Repeat the records. Keep every word and mark exactly as it is.

*** EXERCISE DATA ***

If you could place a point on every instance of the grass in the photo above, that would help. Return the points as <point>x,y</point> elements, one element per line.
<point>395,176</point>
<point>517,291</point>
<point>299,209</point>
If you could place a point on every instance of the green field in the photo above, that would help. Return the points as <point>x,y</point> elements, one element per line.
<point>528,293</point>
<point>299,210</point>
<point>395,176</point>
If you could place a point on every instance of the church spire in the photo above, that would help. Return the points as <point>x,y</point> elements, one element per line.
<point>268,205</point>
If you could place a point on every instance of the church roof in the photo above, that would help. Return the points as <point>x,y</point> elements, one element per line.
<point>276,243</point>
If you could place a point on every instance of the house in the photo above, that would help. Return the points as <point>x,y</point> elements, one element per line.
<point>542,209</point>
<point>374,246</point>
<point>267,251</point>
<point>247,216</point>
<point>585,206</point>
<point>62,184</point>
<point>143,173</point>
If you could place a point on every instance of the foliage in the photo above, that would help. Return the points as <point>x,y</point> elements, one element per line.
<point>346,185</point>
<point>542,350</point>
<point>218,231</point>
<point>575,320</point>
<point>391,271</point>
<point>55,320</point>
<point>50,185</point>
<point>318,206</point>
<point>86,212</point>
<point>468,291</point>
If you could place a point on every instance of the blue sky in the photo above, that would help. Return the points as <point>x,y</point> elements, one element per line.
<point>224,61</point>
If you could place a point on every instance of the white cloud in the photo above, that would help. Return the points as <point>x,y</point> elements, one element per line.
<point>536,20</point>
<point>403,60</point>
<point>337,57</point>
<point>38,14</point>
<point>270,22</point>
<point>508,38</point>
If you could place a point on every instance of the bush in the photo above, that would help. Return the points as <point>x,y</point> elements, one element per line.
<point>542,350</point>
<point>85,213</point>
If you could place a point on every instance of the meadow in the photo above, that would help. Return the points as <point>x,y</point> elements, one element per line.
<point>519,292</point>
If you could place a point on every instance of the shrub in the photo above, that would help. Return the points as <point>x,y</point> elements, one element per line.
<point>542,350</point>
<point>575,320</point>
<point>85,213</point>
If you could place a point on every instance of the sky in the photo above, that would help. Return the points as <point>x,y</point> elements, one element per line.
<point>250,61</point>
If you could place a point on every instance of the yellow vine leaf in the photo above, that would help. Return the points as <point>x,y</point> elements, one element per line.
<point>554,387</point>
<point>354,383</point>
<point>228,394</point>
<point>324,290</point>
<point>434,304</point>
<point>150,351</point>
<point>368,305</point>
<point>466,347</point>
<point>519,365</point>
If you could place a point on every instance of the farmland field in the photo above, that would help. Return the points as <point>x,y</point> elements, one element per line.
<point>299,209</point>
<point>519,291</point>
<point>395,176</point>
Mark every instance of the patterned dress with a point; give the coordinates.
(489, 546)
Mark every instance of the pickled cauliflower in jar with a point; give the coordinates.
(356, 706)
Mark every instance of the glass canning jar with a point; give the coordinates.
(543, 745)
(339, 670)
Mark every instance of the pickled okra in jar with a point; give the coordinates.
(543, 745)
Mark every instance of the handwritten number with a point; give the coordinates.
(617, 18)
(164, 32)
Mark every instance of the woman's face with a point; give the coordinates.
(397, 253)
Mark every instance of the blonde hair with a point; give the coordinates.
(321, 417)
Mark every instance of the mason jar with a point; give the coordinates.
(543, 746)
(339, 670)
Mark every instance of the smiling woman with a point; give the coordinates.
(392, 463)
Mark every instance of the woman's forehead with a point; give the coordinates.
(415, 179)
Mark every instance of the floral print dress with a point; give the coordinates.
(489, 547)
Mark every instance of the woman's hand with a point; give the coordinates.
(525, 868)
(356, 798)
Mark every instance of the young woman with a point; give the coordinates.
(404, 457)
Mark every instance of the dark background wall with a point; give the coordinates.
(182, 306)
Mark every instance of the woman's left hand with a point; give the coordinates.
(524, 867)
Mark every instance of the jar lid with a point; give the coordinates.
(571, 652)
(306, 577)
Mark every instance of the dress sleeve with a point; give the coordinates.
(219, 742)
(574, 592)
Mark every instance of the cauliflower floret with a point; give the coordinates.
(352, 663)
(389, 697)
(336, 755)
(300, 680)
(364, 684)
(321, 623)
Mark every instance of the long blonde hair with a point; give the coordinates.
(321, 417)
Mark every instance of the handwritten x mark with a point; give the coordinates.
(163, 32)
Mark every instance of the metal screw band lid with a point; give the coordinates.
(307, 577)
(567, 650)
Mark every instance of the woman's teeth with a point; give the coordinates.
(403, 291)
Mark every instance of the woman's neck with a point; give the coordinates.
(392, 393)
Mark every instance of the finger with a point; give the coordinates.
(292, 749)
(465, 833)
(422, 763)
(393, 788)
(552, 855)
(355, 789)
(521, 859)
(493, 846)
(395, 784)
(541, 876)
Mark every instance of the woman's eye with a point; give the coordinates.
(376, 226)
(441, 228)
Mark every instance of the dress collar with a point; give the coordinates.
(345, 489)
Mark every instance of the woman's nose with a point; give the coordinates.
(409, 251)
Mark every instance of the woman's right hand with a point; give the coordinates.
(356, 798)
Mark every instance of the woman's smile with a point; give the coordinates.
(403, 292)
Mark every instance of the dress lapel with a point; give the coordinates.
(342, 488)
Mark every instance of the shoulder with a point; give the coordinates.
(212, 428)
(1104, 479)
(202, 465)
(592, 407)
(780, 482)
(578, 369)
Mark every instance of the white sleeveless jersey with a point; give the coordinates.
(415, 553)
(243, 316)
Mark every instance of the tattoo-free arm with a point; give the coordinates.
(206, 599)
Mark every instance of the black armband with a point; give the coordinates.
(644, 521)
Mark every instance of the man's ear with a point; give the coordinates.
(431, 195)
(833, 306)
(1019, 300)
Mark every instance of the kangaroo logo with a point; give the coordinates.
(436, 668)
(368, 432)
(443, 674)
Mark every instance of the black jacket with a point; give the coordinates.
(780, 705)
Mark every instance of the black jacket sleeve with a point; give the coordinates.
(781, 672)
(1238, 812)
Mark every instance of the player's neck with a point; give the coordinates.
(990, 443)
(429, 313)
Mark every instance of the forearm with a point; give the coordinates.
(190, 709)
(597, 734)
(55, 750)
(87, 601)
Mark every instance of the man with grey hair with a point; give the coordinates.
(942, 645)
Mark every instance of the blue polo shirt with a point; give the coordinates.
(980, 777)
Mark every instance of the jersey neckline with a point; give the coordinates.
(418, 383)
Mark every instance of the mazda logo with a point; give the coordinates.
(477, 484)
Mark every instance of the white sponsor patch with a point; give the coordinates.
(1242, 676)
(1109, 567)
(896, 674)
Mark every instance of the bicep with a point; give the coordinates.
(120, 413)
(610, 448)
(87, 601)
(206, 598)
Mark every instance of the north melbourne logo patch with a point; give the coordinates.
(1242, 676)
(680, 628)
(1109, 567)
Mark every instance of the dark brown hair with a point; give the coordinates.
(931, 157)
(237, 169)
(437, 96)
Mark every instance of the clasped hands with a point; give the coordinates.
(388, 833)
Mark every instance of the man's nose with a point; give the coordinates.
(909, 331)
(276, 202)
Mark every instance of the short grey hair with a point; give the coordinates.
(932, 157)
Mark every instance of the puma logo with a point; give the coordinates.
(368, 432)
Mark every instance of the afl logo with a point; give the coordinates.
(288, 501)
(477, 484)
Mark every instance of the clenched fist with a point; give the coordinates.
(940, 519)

*** End of EXERCISE DATA ***

* **SOLUTION**
If you could place a point on every instance of the grass in the photo above, that would help. Return the points as <point>x,y</point> elements, one element per line.
<point>395,176</point>
<point>517,291</point>
<point>299,209</point>
If you could place a point on every instance of the green field in the photo above, that would help. Return the points as <point>x,y</point> elements, one element per line.
<point>528,293</point>
<point>299,210</point>
<point>395,176</point>
If you could place a point on every instance of the church spire in the photo above, that would help. Return the points as <point>x,y</point> elements, one element per line.
<point>268,205</point>
If you could place a point on every instance of the church roof in the photo above, that would help. Return the points as <point>x,y</point> elements, one element per line.
<point>276,243</point>
If you could place a point on every instance of the house in the photo above, that would help. Return the points as <point>x,y</point> elements, one element per line.
<point>542,209</point>
<point>374,246</point>
<point>267,251</point>
<point>247,216</point>
<point>585,206</point>
<point>62,184</point>
<point>143,173</point>
If you could place a point on every instance of the foliage in the photo above, that would help. Return the points as <point>x,y</point> elements, one element per line.
<point>346,185</point>
<point>542,350</point>
<point>218,231</point>
<point>575,320</point>
<point>391,271</point>
<point>55,320</point>
<point>50,185</point>
<point>318,206</point>
<point>86,212</point>
<point>468,291</point>
If you could place a point on every instance of the blue sky in the photo above, that would help. Return the points as <point>x,y</point> elements, one element per line.
<point>224,61</point>
If you could place a point on every instance of the white cloud in the photo above, that would help. Return the points as <point>x,y</point> elements, one element per line.
<point>536,20</point>
<point>403,60</point>
<point>337,57</point>
<point>38,14</point>
<point>270,22</point>
<point>508,38</point>
If you could place a point on every instance of the bush in the photo above, that would help. Return the points as <point>x,y</point> elements, one element per line.
<point>542,350</point>
<point>85,213</point>
If you could place a point on every instance of the meadow in the photo above, that would help. Return the points as <point>x,y</point> elements, one element per line.
<point>519,292</point>
If you could place a point on every instance of the shrub in the photo above, that would help. Return the points as <point>x,y</point> elements, one element per line.
<point>542,350</point>
<point>575,320</point>
<point>85,213</point>
If you could place a point on every instance of the sky in the photo above, that would help. Return the points as <point>x,y</point> elements, one element per line.
<point>250,61</point>
If you could place a point on every instance of the yellow vine leaf in the photo above, that would help. Return the points as <point>x,y</point> elements, one element per line.
<point>554,387</point>
<point>354,383</point>
<point>228,394</point>
<point>324,290</point>
<point>434,304</point>
<point>150,351</point>
<point>368,305</point>
<point>466,347</point>
<point>519,365</point>
If you could place a point on every instance of the farmland field in the photo above, that would help. Return the points as <point>x,y</point> elements, one element per line.
<point>299,209</point>
<point>519,291</point>
<point>395,176</point>
Mark every instance of the patterned dress with a point; give the coordinates.
(489, 546)
Mark every instance of the pickled cauliflower in jar with a point; give the coordinates.
(356, 706)
Mark every instance of the glass canning jar with a point; give the coordinates.
(543, 745)
(339, 670)
Mark every instance of the pickled okra in jar with a point; give the coordinates.
(543, 745)
Mark every instance of the handwritten number with a point; give the coordinates.
(617, 18)
(164, 32)
Mark every instance of the woman's face with a point; give the coordinates.
(397, 253)
Mark every instance of the blonde hair with a point; give the coordinates.
(321, 417)
Mark every instance of the mason jar with a point; give the coordinates.
(543, 746)
(339, 670)
Mark every instance of the smiling woman with a point; give the coordinates.
(392, 463)
Mark every instance of the woman's forehead with a point; give the coordinates.
(415, 179)
Mark every instance of the floral print dress with a point; give the coordinates.
(489, 547)
Mark every instance of the woman's hand with a point; give the coordinates.
(525, 868)
(356, 798)
Mark every instance of the young woman with a point; give the coordinates.
(404, 457)
Mark every instance of the dark background wall with a point; give the coordinates.
(182, 306)
Mark every instance of the woman's left hand with a point; give the coordinates.
(524, 867)
Mark every instance of the jar lid with a point; give the coordinates.
(571, 652)
(306, 577)
Mark every instance of the dress sleeve with a point; give the coordinates.
(219, 742)
(574, 592)
Mark every instance of the cauliflower floret with a point; give the coordinates.
(352, 663)
(389, 697)
(336, 755)
(300, 680)
(364, 684)
(321, 623)
Mark every instance of the long blonde hair with a point; give the coordinates.
(321, 417)
Mark every instance of the handwritten x mark with a point; give the coordinates.
(163, 32)
Mark every instance of the metal screw band lid with a point; give the coordinates.
(307, 577)
(567, 650)
Mark every instance of the woman's teeth with a point; give the coordinates.
(403, 291)
Mark every instance of the woman's neck with a point; give the coordinates.
(392, 393)
Mark every instance of the finger with a point; give the coordinates.
(292, 749)
(465, 833)
(422, 763)
(393, 788)
(552, 855)
(355, 789)
(521, 859)
(493, 846)
(395, 784)
(541, 876)
Mark every instance of the woman's eye with a point; give the coordinates.
(376, 226)
(441, 228)
Mark every instance of the dress collar with a point; give the coordinates.
(345, 489)
Mark every instance of the woman's nose with a point; give the coordinates.
(409, 251)
Mark every instance of the woman's right hand with a point; give the coordinates.
(356, 798)
Mark every instance of the woman's smile with a point; give the coordinates.
(403, 292)
Mark every instance of the dress lapel with a point; give the coordinates.
(342, 488)
Mark every instance of the shoulder with a point; give the coordinates.
(212, 428)
(1104, 479)
(202, 465)
(592, 407)
(780, 482)
(578, 369)
Mark every instance of the white sleeveless jersey with a point; give the coordinates.
(415, 553)
(243, 316)
Mark every instance of the tattoo-free arm with a point; give the coordinates.
(206, 599)
Mark every instance of the black armband with a point; give the coordinates.
(644, 521)
Mark every instance of the man's ear with a point; give the coordinates.
(431, 195)
(833, 306)
(1019, 300)
Mark every instance of the kangaroo logo with a point; give the coordinates.
(436, 668)
(368, 432)
(443, 674)
Mark every instance of the black jacket with a point; give the coordinates.
(780, 705)
Mark every instance of the black jacket sleeve with a point; give the coordinates.
(781, 672)
(1238, 812)
Mark every instance of the player's neck with a point; give the coordinates.
(990, 443)
(429, 313)
Mark every instance of the forearm with a point; give the coordinates.
(190, 709)
(597, 734)
(55, 750)
(87, 601)
Mark every instance of the man with grey hair with a point; give the coordinates.
(942, 645)
Mark every instance of the blue polo shirt with a point; give the coordinates.
(980, 777)
Mark every instance of the jersey neckline with a point; give the coordinates.
(418, 383)
Mark every instance of the mazda logo with a point; give the coordinates.
(477, 484)
Mark every instance of the white sponsor patch with a point; give the coordinates.
(1242, 676)
(1109, 567)
(896, 674)
Mark every instance of the bicep with a point; give the coordinates.
(120, 413)
(610, 448)
(87, 601)
(206, 598)
Mark every instance of the north melbourne logo patch with a point; give the coordinates.
(1242, 676)
(680, 628)
(1109, 567)
Mark every instance of the dark brown hair with a point; give the coordinates.
(931, 157)
(237, 169)
(437, 96)
Mark every instance of the clasped hands with a point; give the coordinates.
(388, 833)
Mark every instance of the man's nose with a point; give the coordinates.
(909, 331)
(276, 202)
Mark every instance of the short grey hair with a point; give the coordinates.
(932, 157)
Mark every instance of the puma logo with a point; give the coordinates.
(368, 432)
Mark every instance of the afl logo with a point; give the coordinates.
(288, 501)
(477, 484)
Mark every instance of the clenched fist with a point; give the coordinates.
(940, 519)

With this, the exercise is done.